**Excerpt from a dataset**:
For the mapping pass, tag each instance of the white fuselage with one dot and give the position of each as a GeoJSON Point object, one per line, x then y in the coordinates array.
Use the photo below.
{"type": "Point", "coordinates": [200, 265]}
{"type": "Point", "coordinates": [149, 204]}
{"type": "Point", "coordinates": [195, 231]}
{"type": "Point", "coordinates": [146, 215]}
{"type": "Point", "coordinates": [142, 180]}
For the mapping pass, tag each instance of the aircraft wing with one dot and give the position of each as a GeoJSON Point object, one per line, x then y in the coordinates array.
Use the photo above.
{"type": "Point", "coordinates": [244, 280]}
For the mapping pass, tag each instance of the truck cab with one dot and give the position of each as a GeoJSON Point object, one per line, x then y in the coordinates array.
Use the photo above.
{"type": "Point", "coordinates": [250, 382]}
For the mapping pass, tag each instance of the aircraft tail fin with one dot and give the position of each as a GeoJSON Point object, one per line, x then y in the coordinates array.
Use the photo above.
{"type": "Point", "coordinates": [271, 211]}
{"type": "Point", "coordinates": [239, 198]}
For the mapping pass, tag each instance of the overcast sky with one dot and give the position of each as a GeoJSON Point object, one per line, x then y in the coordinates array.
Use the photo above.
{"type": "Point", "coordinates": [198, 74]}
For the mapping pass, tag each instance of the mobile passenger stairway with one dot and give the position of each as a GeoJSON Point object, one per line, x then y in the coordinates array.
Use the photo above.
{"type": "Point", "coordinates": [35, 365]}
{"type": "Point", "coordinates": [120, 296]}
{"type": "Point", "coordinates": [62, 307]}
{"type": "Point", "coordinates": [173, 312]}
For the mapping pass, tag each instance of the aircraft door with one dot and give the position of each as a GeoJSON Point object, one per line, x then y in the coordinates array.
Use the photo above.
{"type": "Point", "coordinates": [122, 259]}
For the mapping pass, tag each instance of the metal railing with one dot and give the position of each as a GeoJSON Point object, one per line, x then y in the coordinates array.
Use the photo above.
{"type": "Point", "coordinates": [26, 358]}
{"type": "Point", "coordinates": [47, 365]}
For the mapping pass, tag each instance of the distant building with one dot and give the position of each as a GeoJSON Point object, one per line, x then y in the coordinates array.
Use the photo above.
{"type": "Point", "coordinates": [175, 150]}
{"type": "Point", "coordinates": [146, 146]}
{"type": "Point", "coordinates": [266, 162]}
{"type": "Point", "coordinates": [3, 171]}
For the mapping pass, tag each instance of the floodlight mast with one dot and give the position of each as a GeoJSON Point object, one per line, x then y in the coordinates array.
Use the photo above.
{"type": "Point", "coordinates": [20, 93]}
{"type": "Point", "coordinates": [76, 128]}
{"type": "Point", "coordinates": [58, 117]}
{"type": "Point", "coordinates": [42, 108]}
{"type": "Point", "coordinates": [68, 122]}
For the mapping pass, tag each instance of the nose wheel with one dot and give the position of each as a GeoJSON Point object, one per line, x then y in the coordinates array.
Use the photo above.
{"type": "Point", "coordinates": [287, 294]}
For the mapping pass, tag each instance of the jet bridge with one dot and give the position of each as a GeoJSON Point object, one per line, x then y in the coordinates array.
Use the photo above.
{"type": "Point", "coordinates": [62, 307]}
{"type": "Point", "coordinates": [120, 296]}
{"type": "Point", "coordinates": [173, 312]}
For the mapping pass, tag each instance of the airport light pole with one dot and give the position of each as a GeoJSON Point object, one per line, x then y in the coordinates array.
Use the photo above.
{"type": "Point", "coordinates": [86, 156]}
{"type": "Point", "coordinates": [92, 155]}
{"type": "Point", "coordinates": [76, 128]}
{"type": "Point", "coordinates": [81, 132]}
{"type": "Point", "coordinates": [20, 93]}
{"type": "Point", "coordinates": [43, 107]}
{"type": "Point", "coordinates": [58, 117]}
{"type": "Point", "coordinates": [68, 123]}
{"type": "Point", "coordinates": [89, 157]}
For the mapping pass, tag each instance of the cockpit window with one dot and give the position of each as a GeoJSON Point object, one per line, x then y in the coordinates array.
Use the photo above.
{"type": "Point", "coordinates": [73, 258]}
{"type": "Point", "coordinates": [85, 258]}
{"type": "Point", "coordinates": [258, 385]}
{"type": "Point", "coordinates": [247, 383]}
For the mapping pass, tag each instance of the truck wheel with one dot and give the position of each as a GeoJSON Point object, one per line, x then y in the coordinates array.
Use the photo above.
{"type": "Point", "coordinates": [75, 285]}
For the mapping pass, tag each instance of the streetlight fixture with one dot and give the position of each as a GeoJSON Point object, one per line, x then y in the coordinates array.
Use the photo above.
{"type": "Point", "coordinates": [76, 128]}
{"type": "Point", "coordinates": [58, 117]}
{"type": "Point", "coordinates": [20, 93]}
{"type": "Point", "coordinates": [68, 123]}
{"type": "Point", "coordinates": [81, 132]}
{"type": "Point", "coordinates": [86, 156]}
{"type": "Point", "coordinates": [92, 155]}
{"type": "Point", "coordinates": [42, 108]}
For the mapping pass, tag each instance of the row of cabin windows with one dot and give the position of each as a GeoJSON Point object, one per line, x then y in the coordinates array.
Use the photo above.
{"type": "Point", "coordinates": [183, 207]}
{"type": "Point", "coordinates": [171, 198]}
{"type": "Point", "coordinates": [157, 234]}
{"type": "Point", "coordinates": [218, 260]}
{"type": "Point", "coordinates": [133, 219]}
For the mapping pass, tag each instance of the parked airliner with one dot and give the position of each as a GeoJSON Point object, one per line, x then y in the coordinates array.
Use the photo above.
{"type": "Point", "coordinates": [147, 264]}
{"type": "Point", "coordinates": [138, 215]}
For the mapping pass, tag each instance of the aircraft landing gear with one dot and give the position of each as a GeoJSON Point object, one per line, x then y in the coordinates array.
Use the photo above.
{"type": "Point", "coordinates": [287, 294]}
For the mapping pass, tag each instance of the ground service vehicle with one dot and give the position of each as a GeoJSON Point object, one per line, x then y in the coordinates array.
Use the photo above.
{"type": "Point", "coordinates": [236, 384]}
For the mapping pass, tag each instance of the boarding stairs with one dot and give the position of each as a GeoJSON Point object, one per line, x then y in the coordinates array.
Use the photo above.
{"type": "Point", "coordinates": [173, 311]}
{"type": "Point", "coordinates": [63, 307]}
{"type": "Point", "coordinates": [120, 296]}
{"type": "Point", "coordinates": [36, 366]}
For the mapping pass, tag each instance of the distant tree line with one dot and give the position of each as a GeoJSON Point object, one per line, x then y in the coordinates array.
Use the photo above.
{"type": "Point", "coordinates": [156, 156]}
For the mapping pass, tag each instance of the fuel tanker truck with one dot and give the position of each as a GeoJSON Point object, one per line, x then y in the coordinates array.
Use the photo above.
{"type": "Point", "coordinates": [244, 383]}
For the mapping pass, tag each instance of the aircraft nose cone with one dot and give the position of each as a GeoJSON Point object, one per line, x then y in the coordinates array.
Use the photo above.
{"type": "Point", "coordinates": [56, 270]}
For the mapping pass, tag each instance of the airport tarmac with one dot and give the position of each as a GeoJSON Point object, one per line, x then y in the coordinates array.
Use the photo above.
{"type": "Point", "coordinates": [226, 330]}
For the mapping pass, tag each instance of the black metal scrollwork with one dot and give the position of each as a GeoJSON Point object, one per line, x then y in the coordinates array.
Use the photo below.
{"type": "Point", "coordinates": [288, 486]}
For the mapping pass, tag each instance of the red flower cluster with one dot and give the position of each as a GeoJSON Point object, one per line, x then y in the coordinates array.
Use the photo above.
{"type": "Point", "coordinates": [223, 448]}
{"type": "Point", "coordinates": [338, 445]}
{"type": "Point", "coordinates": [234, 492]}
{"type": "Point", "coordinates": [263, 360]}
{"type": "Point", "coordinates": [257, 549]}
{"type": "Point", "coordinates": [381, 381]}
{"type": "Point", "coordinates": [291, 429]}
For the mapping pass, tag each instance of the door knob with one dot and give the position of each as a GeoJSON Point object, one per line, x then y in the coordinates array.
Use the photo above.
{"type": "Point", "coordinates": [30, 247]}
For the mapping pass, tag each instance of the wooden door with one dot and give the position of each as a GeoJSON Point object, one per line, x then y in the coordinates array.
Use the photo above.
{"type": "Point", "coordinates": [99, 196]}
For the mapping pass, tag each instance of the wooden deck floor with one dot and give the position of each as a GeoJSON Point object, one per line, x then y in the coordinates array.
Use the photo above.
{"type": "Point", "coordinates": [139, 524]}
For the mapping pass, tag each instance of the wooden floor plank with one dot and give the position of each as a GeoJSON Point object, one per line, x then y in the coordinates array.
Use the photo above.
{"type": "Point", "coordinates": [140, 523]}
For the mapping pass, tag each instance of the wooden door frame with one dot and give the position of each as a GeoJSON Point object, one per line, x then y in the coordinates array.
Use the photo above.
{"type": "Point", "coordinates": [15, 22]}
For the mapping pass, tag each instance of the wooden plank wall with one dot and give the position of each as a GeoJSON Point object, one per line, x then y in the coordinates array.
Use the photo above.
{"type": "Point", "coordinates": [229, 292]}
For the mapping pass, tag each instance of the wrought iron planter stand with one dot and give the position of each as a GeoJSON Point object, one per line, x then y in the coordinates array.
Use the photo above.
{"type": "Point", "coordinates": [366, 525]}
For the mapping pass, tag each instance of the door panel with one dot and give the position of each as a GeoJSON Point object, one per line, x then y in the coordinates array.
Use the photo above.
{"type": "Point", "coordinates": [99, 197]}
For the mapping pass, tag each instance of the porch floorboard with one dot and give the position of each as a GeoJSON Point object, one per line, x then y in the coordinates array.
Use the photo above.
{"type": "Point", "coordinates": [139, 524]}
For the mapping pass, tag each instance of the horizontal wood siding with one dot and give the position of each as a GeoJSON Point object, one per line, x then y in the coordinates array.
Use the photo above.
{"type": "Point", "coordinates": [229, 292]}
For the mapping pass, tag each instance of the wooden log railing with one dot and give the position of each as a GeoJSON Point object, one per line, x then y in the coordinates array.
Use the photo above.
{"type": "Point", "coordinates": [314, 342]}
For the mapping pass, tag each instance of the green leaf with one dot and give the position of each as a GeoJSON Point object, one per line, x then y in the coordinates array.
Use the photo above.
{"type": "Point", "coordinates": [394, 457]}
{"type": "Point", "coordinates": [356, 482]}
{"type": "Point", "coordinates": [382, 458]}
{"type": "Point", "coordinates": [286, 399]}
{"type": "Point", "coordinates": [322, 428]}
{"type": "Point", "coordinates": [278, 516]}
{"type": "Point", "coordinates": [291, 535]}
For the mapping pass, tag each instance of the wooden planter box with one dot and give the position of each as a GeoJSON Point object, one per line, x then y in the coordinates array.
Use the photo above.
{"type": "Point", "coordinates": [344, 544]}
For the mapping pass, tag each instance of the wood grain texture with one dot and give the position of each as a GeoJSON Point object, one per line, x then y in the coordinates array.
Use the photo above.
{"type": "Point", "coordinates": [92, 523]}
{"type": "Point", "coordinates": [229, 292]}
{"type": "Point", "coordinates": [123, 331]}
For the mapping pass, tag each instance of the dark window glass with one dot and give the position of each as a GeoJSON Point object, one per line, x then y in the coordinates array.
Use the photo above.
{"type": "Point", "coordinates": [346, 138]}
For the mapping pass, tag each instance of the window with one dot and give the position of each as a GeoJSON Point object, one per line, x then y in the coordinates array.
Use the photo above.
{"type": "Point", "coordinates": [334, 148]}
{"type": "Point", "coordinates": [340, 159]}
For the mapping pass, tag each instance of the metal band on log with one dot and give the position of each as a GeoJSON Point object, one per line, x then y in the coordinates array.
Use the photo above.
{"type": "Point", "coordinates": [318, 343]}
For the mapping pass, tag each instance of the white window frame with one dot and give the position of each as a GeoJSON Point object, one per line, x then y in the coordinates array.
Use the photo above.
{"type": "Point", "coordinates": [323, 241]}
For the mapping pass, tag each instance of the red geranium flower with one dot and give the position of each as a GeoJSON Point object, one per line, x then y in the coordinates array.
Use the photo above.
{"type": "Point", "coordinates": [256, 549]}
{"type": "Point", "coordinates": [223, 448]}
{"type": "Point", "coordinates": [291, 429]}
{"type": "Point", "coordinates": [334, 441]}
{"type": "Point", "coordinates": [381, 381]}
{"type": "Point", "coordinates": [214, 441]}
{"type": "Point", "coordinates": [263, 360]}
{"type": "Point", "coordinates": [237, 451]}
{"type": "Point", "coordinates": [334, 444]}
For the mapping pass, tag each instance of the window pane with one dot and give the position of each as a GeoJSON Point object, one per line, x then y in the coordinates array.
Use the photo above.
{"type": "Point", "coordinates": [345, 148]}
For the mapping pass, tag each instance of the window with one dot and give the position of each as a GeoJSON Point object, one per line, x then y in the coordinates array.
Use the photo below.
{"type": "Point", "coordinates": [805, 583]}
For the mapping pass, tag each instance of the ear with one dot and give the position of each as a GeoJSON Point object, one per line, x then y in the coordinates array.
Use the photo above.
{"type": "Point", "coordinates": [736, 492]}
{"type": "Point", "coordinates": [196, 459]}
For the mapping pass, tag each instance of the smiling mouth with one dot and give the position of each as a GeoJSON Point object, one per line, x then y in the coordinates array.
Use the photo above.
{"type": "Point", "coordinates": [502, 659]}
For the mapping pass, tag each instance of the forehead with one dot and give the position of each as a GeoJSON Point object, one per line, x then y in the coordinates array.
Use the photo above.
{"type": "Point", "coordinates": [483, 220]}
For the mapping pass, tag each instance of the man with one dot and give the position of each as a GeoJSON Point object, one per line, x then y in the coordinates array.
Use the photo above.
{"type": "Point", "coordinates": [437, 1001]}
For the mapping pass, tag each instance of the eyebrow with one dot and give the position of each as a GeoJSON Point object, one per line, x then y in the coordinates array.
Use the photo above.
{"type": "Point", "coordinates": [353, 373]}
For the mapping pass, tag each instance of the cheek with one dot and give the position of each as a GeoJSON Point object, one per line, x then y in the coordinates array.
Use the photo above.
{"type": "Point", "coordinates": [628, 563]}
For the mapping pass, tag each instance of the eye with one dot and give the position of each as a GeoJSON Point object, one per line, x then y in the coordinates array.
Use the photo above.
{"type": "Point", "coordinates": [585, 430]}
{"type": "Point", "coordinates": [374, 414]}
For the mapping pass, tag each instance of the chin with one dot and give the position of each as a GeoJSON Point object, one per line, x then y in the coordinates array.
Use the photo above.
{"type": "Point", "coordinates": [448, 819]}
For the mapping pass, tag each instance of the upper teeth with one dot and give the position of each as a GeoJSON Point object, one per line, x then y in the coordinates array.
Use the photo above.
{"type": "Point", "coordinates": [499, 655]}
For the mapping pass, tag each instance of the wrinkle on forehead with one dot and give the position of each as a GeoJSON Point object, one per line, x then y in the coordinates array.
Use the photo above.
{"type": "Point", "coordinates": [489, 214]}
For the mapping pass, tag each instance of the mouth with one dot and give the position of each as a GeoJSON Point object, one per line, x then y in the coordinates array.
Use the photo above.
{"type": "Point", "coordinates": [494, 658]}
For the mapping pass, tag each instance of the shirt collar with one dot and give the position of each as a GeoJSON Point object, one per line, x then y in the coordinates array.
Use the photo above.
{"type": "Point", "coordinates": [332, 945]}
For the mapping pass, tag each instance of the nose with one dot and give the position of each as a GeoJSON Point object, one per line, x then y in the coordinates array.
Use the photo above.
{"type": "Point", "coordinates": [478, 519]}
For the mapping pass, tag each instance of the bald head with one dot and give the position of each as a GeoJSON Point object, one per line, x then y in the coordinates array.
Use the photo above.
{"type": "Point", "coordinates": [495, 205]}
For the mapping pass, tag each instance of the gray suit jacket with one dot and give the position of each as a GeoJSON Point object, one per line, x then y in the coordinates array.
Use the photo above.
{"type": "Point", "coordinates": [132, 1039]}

**WHAT TO DO**:
Starting at the line that has "For the mapping pass, tag each instance of the gray" and running through the end of the rows, write those lines out again with "jacket" switched to "blazer" and everything else left as is.

**FINISHED EXERCISE**:
For the mapping pass, tag each instance of the gray suit blazer with one dot and give the position of each as a GeoJSON Point object, one per line, x then y in the coordinates array.
Use the photo above.
{"type": "Point", "coordinates": [132, 1039]}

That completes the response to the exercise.